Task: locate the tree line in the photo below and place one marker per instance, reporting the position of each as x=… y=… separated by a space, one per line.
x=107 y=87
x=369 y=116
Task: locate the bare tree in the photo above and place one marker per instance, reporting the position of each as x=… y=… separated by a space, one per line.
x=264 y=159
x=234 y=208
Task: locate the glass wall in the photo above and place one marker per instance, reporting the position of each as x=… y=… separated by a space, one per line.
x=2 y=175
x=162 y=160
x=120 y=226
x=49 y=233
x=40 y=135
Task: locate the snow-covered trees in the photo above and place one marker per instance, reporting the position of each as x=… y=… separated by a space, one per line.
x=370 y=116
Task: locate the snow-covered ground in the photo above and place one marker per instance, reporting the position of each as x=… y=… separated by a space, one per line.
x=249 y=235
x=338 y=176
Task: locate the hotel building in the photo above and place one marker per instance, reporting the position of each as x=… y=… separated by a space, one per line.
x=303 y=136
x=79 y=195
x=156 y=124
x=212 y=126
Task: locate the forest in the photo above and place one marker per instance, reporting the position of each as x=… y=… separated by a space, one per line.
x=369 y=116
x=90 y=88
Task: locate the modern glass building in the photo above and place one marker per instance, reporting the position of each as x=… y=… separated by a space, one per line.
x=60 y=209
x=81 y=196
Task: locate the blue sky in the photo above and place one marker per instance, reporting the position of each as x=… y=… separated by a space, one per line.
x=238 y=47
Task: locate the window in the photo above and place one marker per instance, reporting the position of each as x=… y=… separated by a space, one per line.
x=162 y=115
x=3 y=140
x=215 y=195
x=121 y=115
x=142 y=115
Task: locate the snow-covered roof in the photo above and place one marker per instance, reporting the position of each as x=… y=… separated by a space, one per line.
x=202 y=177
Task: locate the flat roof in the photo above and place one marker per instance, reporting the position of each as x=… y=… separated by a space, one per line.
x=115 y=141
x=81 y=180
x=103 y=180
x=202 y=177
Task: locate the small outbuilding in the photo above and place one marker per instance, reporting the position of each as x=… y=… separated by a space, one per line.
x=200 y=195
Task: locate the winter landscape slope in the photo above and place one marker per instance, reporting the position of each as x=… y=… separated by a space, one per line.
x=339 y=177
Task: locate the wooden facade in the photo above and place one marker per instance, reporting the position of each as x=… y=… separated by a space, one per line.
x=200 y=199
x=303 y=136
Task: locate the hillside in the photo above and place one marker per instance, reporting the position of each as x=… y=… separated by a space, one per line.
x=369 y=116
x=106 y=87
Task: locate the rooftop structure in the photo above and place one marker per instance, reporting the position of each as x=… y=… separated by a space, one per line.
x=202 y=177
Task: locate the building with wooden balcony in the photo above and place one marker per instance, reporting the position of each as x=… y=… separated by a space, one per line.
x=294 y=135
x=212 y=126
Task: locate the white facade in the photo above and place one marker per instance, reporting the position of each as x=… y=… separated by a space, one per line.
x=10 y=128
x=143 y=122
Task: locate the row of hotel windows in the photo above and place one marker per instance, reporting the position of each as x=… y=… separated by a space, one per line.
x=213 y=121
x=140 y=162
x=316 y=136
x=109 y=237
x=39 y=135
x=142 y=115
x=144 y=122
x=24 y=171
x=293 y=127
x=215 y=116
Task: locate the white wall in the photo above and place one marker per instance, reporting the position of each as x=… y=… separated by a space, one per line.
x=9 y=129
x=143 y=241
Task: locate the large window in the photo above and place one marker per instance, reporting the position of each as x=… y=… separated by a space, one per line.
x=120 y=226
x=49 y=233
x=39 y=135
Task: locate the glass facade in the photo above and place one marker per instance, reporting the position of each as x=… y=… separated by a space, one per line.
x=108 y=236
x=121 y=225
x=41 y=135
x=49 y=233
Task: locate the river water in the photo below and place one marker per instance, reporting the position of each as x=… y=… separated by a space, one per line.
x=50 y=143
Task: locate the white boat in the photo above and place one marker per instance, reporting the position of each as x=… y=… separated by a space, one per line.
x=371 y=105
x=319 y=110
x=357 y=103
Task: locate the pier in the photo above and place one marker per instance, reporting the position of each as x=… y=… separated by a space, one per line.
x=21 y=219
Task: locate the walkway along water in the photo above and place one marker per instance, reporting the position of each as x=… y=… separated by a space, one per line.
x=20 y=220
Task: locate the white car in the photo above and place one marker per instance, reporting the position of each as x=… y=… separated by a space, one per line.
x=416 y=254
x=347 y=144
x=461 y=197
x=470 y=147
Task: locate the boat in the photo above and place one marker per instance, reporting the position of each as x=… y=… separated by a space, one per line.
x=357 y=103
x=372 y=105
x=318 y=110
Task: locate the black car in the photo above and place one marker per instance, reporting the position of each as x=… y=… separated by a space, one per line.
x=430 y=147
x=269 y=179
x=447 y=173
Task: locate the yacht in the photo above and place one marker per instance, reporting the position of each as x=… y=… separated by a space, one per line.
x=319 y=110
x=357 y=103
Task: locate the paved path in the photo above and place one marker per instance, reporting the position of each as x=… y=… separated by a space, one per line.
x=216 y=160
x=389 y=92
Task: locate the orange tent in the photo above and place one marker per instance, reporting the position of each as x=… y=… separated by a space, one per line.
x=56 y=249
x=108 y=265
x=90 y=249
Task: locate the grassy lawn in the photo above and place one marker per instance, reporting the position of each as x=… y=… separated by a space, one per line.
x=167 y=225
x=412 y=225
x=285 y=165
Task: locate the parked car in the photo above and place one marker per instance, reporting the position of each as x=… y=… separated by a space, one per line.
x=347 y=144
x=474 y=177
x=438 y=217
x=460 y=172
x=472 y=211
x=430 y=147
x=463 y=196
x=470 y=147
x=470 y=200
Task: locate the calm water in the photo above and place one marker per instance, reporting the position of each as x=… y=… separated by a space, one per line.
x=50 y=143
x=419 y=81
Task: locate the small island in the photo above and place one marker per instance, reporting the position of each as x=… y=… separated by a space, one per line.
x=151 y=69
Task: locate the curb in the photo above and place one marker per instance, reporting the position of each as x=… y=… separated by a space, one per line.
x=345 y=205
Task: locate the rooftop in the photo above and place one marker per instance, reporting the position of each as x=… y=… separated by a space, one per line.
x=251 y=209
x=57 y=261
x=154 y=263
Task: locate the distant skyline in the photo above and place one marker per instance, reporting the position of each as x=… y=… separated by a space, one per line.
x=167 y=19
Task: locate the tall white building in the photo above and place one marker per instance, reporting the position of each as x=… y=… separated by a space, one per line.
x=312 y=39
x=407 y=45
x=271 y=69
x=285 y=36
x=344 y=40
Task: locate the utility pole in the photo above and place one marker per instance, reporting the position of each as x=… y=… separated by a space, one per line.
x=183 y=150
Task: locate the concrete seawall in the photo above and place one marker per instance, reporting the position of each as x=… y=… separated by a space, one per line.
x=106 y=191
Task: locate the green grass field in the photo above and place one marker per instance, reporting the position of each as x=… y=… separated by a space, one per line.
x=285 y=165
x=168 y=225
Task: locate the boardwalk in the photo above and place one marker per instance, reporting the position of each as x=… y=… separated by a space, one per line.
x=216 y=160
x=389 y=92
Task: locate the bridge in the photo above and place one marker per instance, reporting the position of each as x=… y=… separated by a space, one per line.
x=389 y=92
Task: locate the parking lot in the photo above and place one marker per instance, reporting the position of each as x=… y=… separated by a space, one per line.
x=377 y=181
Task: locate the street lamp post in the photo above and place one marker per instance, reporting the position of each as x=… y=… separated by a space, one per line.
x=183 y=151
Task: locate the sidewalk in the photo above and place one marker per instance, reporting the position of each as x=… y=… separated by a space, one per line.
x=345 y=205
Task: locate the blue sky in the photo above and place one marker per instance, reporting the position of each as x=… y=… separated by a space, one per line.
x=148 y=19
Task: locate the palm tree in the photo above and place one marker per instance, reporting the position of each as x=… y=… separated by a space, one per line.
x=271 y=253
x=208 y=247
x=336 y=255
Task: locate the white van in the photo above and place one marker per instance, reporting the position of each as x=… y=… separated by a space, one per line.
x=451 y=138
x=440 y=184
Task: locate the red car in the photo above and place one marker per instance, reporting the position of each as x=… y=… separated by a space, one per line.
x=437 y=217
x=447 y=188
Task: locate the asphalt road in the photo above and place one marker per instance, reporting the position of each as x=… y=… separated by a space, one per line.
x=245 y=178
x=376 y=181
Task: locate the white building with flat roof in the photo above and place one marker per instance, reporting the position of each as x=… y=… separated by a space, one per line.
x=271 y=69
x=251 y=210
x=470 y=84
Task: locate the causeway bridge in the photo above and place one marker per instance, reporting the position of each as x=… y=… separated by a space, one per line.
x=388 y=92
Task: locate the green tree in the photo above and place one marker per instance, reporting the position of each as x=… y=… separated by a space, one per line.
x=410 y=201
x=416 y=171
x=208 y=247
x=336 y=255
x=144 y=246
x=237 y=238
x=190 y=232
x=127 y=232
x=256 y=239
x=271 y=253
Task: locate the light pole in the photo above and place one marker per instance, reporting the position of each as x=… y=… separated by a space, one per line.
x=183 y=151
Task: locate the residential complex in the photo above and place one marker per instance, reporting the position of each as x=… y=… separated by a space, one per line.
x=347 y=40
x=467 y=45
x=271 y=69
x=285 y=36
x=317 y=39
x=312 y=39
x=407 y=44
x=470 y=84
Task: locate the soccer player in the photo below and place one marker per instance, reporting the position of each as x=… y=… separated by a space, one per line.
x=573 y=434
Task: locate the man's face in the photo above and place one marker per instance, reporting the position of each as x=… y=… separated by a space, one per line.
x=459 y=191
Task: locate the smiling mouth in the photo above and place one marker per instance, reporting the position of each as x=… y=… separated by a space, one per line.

_Instructions to follow_
Can you give the entries from the start through the line containing "x=234 y=208" again, with "bare tree" changed to "leafless tree" and everything else left as it is?

_Response_
Task: locate the tree line in the photo below and place one marker per instance, reporting the position of each as x=… y=… separated by a space, one per line.
x=107 y=87
x=369 y=116
Task: locate the leafless tree in the photo above and place one marker per instance, reporting the position of each as x=… y=… separated by a space, one per line.
x=264 y=159
x=234 y=208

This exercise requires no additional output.